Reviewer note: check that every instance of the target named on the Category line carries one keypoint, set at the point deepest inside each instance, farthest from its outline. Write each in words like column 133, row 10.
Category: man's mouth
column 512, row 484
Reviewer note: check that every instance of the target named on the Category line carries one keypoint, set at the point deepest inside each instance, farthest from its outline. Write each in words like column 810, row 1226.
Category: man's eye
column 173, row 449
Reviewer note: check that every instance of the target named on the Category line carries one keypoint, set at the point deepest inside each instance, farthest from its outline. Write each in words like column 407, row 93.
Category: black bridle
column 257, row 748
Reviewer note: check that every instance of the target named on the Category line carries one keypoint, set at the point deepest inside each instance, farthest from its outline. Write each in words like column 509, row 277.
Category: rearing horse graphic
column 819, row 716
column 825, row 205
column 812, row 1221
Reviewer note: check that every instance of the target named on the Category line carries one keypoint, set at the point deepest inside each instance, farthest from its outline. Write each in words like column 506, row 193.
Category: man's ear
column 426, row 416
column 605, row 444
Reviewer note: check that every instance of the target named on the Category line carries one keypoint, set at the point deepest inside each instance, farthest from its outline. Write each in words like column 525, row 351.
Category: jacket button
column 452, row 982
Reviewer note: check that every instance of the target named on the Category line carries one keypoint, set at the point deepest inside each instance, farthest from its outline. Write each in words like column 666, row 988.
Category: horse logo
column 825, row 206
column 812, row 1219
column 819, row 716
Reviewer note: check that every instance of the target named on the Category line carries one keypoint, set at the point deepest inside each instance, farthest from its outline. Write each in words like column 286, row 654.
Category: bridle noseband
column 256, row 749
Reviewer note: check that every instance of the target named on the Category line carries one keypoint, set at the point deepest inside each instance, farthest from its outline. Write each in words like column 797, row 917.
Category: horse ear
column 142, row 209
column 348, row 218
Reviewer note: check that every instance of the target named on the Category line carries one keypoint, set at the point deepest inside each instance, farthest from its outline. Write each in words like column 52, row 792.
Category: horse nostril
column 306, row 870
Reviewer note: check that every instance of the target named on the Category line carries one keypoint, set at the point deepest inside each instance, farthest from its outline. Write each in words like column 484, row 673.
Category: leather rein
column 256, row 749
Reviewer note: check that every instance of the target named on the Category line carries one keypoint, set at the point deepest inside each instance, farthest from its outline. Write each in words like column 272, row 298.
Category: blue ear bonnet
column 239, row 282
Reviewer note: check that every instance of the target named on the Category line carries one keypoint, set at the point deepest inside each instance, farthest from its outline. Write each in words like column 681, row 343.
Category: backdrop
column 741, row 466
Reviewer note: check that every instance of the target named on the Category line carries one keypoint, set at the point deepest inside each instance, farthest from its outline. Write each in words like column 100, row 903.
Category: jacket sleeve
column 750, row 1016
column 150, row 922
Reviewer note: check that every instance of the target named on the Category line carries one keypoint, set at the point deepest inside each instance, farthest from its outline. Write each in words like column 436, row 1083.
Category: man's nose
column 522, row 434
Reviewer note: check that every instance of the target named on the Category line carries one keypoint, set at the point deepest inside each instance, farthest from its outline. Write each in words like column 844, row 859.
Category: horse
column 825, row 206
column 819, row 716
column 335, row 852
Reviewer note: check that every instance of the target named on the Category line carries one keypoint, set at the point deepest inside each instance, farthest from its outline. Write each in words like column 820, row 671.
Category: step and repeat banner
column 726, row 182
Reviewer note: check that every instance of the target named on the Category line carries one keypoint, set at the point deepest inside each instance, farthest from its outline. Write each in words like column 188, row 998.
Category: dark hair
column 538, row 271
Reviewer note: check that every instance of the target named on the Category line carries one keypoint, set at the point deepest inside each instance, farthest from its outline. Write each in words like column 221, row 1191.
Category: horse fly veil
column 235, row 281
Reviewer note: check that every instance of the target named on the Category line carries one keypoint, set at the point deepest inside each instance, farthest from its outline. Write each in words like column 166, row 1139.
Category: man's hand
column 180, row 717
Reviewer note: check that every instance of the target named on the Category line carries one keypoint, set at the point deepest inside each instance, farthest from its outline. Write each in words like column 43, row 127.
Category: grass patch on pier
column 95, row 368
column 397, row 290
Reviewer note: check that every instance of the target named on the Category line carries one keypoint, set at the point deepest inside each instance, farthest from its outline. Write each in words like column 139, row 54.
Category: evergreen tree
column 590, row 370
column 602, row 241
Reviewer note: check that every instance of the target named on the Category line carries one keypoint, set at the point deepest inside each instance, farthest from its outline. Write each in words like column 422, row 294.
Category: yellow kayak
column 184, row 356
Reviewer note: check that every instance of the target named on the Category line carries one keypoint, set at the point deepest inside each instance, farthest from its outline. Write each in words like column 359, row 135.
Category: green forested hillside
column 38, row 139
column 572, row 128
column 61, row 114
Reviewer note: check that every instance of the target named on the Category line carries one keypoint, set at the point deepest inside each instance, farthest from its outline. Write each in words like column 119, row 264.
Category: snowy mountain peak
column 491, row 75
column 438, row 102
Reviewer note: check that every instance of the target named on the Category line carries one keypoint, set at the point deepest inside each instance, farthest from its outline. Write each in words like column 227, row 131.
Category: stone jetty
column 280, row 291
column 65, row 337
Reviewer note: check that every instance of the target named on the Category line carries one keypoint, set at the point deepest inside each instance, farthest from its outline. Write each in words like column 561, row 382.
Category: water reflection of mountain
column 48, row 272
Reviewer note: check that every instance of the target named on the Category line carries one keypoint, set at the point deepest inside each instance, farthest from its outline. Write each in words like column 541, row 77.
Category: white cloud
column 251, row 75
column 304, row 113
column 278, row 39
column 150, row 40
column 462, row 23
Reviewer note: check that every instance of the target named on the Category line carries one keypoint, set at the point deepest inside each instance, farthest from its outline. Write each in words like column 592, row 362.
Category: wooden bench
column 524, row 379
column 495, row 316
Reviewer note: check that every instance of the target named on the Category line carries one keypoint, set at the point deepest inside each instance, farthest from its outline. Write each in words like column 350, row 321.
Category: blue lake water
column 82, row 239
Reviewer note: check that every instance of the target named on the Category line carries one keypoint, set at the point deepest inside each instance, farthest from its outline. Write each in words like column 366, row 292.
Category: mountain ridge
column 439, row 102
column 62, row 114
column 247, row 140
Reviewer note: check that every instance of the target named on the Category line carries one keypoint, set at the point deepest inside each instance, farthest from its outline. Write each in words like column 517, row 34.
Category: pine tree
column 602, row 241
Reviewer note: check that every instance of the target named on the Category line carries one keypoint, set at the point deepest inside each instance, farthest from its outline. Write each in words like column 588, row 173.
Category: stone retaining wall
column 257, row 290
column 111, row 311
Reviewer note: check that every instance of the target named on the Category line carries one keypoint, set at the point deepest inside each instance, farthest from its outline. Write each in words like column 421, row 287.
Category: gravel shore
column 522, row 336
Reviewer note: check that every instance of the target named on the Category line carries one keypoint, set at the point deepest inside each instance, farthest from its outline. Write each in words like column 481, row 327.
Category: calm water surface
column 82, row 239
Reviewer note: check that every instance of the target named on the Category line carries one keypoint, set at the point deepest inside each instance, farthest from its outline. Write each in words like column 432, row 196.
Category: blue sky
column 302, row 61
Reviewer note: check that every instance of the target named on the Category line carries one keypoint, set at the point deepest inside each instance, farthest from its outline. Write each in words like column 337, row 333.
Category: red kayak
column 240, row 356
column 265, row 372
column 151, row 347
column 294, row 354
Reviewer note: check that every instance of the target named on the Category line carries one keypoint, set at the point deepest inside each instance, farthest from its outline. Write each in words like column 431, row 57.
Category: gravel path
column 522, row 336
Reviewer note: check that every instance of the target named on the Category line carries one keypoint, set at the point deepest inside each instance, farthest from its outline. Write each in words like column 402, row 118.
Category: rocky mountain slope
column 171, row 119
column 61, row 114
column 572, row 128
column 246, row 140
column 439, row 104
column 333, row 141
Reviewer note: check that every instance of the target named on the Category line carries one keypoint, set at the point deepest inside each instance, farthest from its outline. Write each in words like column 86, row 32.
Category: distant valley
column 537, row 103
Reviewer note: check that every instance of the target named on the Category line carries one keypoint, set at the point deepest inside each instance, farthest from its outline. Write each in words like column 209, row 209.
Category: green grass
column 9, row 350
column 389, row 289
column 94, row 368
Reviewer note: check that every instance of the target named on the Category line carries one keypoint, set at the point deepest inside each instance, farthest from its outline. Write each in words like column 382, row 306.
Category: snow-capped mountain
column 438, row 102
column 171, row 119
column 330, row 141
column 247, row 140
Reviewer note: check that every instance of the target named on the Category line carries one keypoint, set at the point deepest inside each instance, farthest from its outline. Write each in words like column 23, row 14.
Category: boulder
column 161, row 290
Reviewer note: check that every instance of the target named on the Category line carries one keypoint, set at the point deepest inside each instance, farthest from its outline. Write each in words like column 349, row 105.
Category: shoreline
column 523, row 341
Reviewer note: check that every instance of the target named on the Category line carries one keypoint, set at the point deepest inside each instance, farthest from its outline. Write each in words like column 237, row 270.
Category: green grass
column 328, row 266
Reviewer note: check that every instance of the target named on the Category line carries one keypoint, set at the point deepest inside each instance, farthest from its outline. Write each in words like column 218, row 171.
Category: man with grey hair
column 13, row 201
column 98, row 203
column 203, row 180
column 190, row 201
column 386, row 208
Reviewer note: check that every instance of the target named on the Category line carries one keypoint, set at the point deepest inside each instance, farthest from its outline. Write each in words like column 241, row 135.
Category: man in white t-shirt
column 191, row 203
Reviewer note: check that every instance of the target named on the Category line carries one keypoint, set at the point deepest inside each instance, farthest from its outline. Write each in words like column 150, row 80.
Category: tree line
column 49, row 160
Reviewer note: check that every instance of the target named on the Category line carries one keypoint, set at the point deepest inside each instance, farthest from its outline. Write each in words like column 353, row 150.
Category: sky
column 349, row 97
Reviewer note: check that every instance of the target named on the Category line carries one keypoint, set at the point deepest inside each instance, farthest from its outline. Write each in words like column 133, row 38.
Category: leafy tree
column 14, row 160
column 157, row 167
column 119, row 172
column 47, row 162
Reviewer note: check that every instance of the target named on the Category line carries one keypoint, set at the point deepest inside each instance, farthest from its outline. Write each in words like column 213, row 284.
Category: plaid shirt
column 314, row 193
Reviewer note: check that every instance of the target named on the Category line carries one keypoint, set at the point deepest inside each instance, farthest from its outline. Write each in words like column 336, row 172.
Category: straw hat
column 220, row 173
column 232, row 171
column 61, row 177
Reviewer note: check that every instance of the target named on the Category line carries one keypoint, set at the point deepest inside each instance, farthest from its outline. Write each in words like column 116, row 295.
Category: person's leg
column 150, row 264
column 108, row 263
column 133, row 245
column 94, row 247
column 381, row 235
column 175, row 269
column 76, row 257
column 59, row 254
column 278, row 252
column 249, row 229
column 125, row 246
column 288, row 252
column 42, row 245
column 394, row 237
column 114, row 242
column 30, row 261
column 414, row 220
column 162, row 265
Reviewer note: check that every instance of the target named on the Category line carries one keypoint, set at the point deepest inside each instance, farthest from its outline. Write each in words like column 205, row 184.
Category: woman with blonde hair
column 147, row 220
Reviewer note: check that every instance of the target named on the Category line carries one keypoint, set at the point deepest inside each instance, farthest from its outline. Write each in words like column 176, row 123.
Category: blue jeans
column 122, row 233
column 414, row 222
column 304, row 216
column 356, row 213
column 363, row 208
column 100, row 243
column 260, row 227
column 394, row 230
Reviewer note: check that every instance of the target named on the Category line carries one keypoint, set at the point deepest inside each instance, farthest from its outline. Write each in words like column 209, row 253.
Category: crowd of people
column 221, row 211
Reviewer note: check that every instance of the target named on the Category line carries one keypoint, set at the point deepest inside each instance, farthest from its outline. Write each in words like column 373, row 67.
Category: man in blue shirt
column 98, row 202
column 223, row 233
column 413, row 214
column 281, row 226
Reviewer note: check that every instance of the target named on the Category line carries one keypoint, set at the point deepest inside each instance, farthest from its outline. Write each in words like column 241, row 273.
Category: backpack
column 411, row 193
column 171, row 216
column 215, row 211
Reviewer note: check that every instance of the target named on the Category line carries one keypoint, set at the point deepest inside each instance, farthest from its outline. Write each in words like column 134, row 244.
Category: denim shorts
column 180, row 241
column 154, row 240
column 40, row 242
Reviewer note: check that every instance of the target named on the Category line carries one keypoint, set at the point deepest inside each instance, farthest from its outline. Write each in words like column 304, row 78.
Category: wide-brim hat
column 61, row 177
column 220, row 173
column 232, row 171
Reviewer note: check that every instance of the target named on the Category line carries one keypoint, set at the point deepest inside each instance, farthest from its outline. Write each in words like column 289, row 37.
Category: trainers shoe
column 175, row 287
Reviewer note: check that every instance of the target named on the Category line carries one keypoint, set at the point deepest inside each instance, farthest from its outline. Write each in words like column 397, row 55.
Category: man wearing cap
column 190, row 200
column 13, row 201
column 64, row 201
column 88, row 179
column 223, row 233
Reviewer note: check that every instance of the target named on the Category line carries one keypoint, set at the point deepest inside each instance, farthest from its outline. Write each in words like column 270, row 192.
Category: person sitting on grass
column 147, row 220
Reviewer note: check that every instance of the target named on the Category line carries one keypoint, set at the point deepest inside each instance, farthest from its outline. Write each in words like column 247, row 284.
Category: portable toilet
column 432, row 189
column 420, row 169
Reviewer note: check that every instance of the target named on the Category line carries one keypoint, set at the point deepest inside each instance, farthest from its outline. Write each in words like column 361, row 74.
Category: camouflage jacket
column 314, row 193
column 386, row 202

● ● ●

*WORK INSTRUCTIONS:* Word for word, restate the lines of the data above that fall between the line holding "Category: distant valley" and the line holding "218, row 171.", inclusive, and no other lines.

*OUTPUT:*
Category: distant valley
column 537, row 103
Reviewer note: check that every instance of the target named on the Category line carries one keypoint, set at the point deepest inside each instance, farthest from its outline. Write each in words like column 209, row 209.
Category: green grass
column 9, row 350
column 389, row 289
column 94, row 368
Reviewer note: check that every instance of the target named on the Category line carries one keypoint, set at the point deepest inside each instance, farthest from its outline. Write each in words like column 382, row 306.
Category: snow-capped mountain
column 438, row 102
column 171, row 119
column 330, row 141
column 247, row 140
Reviewer note: check that every instance of the target named on the Category line carries one keypoint, set at the point deepest inside each instance, farthest from its outline. Write each in words like column 23, row 14.
Category: boulder
column 161, row 290
Reviewer note: check that every instance of the target named on the Category line carries one keypoint, set at the point deepest inside each instance, farthest from its outline. Write each in words like column 349, row 105.
Category: shoreline
column 523, row 341
Reviewer note: check that every instance of the target named on the Category line carries one keypoint, set at the point deepest inside each instance, farthest from its outline. Write each in words like column 237, row 270.
Category: green grass
column 328, row 266
Reviewer note: check that every instance of the target named on the Category line carries one keypoint, set at the point deepest inside each instance, farthest from its outline. Write each in words like column 218, row 171.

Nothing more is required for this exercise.